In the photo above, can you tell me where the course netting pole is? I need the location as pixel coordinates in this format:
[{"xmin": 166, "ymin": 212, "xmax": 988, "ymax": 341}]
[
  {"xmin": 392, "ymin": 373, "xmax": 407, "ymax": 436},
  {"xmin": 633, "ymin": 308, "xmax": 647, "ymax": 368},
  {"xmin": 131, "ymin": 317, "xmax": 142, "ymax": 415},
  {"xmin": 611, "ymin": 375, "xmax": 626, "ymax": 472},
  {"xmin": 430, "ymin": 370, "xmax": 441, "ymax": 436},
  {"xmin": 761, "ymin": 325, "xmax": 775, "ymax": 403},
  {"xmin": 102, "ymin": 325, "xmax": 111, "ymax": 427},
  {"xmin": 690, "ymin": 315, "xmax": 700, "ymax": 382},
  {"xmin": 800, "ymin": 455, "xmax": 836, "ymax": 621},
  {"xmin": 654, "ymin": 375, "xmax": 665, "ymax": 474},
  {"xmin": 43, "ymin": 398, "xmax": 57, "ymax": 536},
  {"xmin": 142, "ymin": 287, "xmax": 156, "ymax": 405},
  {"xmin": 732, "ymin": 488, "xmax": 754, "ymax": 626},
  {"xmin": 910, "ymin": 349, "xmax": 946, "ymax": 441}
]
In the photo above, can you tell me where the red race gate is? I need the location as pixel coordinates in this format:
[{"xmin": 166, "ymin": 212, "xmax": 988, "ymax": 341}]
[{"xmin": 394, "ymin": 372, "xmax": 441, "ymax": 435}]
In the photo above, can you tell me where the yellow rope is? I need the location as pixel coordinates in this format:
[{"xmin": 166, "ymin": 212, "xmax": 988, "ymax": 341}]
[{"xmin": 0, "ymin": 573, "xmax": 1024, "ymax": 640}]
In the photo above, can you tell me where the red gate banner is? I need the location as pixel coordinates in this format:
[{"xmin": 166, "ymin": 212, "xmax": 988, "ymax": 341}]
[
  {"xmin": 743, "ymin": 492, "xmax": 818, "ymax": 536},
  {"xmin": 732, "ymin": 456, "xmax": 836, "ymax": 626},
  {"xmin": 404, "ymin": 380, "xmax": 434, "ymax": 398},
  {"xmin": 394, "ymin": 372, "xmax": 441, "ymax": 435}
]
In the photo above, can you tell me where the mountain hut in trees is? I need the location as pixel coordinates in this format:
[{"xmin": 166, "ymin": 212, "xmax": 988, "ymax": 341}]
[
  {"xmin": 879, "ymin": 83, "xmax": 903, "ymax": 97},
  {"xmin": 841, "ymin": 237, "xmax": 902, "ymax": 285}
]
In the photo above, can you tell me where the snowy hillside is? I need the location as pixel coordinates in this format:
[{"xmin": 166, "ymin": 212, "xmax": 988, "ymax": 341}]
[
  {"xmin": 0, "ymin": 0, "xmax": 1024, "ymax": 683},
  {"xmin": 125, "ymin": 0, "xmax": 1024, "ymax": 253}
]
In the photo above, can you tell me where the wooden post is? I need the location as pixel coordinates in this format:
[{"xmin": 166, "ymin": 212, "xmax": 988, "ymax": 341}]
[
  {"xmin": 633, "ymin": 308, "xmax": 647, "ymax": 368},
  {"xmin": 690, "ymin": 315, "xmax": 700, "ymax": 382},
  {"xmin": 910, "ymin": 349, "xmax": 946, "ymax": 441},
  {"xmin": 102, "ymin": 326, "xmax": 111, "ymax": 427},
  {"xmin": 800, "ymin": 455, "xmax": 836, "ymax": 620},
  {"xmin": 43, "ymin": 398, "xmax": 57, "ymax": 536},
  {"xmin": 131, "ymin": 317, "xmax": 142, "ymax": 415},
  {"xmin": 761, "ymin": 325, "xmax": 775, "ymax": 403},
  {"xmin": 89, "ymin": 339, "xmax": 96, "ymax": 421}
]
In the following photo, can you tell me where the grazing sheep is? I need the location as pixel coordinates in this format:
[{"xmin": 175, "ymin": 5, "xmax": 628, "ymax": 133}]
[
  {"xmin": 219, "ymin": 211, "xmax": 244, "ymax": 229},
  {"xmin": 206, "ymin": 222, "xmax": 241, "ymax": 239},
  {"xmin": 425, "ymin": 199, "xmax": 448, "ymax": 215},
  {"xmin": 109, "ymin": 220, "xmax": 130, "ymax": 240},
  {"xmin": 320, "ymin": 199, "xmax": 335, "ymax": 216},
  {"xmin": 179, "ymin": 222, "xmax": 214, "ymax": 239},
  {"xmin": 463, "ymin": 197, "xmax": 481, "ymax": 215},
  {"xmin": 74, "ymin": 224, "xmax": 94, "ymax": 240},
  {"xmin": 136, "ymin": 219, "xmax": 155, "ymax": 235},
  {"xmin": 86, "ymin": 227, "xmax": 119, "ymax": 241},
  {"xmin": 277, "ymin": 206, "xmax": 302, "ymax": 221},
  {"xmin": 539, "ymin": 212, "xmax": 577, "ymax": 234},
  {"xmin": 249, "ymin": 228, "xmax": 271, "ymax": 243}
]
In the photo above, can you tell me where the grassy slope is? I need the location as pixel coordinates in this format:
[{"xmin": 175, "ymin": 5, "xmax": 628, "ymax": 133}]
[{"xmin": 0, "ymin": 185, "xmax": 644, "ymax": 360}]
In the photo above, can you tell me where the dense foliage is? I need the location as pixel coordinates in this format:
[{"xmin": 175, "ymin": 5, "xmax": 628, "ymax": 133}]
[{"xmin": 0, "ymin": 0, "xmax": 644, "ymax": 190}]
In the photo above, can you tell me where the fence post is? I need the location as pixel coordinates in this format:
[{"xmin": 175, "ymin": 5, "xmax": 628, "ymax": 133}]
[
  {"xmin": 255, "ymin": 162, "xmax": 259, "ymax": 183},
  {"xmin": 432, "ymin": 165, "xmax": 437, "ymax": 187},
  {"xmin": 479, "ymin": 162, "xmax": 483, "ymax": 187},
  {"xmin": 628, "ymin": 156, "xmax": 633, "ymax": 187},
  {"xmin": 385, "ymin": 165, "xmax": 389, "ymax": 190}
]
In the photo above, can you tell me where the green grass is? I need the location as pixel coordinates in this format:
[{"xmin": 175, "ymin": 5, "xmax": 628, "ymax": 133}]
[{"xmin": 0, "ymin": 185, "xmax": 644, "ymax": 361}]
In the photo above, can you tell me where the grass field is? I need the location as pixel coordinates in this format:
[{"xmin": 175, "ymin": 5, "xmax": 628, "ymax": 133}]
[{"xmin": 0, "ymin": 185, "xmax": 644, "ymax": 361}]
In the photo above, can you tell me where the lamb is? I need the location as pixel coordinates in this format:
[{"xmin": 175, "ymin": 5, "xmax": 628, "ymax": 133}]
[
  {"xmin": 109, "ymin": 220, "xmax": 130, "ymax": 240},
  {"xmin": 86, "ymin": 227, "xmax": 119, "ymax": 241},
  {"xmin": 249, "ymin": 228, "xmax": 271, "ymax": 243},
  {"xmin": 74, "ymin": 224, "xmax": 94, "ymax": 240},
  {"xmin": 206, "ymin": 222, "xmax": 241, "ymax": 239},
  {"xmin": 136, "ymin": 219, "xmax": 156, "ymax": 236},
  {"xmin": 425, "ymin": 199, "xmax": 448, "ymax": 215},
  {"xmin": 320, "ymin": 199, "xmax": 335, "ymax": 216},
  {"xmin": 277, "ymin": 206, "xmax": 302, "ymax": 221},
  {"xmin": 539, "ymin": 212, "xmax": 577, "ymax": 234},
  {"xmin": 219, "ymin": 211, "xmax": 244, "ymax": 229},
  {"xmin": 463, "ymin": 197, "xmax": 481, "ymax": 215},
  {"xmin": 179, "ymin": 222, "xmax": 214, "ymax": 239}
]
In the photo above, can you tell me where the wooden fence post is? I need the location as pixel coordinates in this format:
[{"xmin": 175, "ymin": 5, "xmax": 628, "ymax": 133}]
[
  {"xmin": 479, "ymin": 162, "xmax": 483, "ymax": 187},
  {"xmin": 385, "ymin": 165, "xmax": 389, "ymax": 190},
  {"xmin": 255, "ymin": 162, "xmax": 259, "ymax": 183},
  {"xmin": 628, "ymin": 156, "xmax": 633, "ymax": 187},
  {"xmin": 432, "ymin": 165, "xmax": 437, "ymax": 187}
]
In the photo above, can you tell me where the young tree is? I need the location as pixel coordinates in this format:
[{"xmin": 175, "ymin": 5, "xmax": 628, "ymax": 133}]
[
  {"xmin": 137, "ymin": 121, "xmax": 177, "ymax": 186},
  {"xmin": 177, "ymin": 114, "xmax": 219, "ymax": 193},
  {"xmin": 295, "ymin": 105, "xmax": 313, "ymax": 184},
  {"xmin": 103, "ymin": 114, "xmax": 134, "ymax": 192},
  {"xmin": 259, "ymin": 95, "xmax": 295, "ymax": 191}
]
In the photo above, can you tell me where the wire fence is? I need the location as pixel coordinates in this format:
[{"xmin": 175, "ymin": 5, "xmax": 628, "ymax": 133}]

───

Which lines in the items above contain the word "wooden"? Copy out each of them in full.

In the photo above, can you tell me where the wooden post is? I need the location as pixel coordinates in this format:
In the photo above, can you tell me where the wooden fence post is? I need the location as pixel coordinates in this format:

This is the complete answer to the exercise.